▶ **Problème A**: Relevez tous les noms de personnes et d'organisations cités dans l'article sur le FLN, en donnant chacun une seule fois.
▶ **Problème B**: Reproduisez le passage de l'article sur le FLN qui commence à « Toutefois, est-ce que » et se termine à « prétendre aux responsabilités. ».

« Nous attirons l’attention des militants sur le point suivant : le FLN n’est pas la reconstitution du MTLD. Le FLN est le rassemblement de toutes les énergies saines du peuple algérien », tract du FLN rédigé par Abane Ramdane en juin 1955.

D’emblée, la tête pensante du FLN donne un sens à la nouvelle formation, créée six mois plus tôt. Pour lui, la victoire sur le colonialisme sera l’œuvre du peuple algérien. Et le moins que l’on puisse dire, c’est que cette déclaration –bien qu’elle ne puisse être remise publiquement en cause par quiconque –lui vaut des inimitiés. Et pour cause ! Une certaine classe politique, dont le chef de fil n’est autre que Ben Bella, n’envisage le rassemblement qu’à la condition qu’elle détienne les rênes. Ce qui est évidemment antinomique avec l’objectif assigné à la révolution, à savoir la libération du peuple algérien de toute forme de sujétion.

Toutefois, est-ce que tous les dirigeants sont animés par le même sentiment ? Heureusement que ce n’est pas le cas. Sinon la révolution n’aurait même pas vu le jour. Cela dit, intervenant dans un climat de division, celle-ci a été déclenchée dans la précipitation. En effet, le fossé étant insurmontable entre les messalistes et centralistes, un groupe d’activistes passe alors à l’action directe. Mais, en déclenchant l’action au nom du peuple algérien, ce groupe, lié d’après Ben Bella par un contrat moral, peut-il être le seul dépositaire de la révolution ? Le mouvement étant populaire, chaque algérien devrait normalement prétendre aux responsabilités.

▶ **Entrées fournies**:
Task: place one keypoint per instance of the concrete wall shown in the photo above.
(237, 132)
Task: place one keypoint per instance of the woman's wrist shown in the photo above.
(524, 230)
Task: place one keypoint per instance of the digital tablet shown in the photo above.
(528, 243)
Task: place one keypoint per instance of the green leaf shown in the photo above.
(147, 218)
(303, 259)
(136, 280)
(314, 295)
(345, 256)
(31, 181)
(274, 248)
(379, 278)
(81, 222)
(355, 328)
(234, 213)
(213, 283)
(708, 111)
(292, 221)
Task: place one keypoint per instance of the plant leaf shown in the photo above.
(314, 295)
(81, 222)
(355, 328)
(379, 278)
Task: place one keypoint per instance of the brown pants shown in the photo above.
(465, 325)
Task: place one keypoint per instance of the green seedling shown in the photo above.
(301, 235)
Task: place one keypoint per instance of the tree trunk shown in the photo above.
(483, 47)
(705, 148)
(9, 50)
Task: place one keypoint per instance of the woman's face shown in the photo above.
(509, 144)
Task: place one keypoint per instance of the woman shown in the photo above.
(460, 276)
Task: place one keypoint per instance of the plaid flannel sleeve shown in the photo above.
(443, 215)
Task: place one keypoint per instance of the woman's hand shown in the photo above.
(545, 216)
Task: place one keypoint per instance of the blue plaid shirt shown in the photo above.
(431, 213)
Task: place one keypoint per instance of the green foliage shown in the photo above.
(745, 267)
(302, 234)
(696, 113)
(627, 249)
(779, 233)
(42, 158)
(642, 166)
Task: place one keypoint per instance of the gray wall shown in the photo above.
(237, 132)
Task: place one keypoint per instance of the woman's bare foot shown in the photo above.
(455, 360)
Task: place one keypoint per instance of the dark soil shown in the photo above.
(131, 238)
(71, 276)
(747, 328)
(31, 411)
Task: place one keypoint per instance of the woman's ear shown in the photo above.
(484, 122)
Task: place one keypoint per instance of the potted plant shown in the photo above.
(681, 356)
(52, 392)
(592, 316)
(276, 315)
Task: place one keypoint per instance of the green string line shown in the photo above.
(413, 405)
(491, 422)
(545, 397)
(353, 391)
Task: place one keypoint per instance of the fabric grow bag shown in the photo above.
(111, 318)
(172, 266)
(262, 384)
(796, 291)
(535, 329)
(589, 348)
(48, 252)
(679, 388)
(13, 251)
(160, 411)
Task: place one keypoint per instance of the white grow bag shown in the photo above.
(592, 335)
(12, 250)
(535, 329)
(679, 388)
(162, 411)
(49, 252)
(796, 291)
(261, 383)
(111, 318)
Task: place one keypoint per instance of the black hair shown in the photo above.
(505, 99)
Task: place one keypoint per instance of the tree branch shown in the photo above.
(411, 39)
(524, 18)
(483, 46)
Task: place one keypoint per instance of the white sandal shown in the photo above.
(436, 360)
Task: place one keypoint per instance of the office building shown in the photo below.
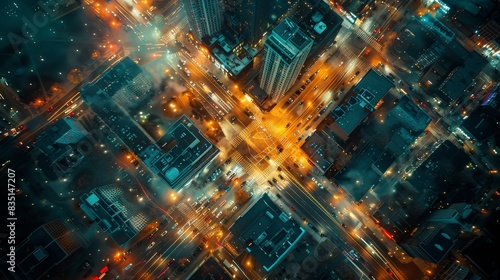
(286, 49)
(410, 115)
(362, 100)
(204, 17)
(460, 214)
(126, 83)
(266, 232)
(46, 247)
(431, 242)
(180, 154)
(62, 145)
(455, 85)
(255, 17)
(113, 213)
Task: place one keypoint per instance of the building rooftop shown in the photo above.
(373, 87)
(210, 270)
(410, 115)
(126, 83)
(437, 27)
(400, 141)
(266, 232)
(433, 241)
(321, 149)
(114, 213)
(445, 163)
(362, 101)
(288, 40)
(180, 153)
(461, 77)
(118, 121)
(46, 247)
(482, 123)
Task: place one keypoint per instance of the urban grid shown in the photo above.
(250, 139)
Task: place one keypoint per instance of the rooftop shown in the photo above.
(266, 232)
(46, 247)
(433, 241)
(362, 101)
(321, 149)
(461, 77)
(288, 40)
(113, 213)
(482, 123)
(410, 115)
(184, 151)
(435, 172)
(210, 270)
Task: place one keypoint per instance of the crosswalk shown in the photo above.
(244, 134)
(368, 39)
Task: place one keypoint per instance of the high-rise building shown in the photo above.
(431, 242)
(47, 247)
(204, 16)
(256, 17)
(286, 49)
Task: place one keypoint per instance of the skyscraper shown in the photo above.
(256, 16)
(286, 49)
(204, 16)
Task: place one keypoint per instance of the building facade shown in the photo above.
(255, 17)
(286, 49)
(204, 16)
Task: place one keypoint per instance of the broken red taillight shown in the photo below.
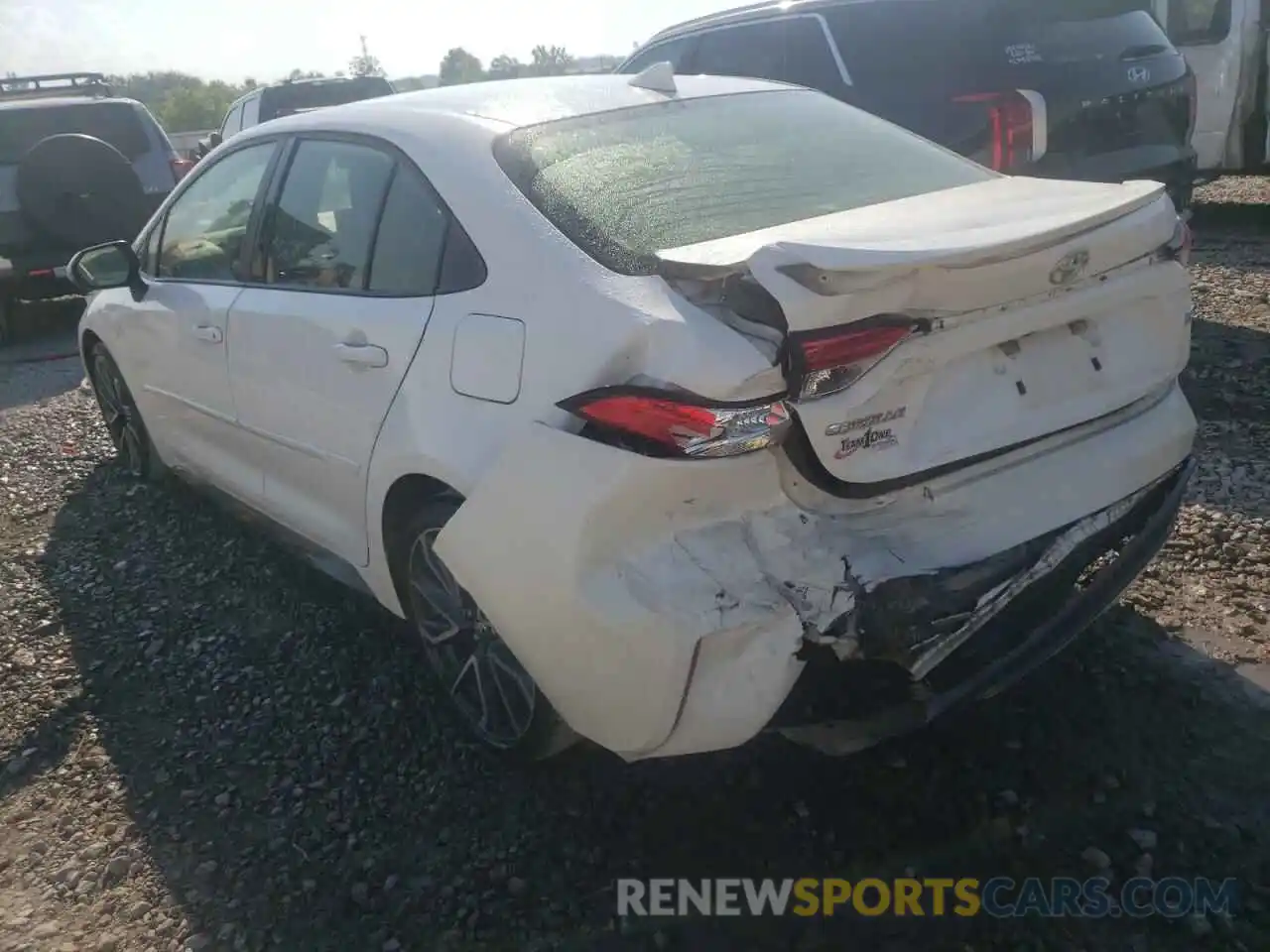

▶ **Réponse A**: FLN, MTLD, Abane Ramdane, Ben Bella

▶ **Réponse B**:
Toutefois, est-ce que tous les dirigeants sont animés par le même sentiment ? Heureusement que ce n’est pas le cas. Sinon la révolution n’aurait même pas vu le jour. Cela dit, intervenant dans un climat de division, celle-ci a été déclenchée dans la précipitation. En effet, le fossé étant insurmontable entre les messalistes et centralistes, un groupe d’activistes passe alors à l’action directe. Mais, en déclenchant l’action au nom du peuple algérien, ce groupe, lié d’après Ben Bella par un contrat moral, peut-il être le seul dépositaire de la révolution ? Le mouvement étant populaire, chaque algérien devrait normalement prétendre aux responsabilités.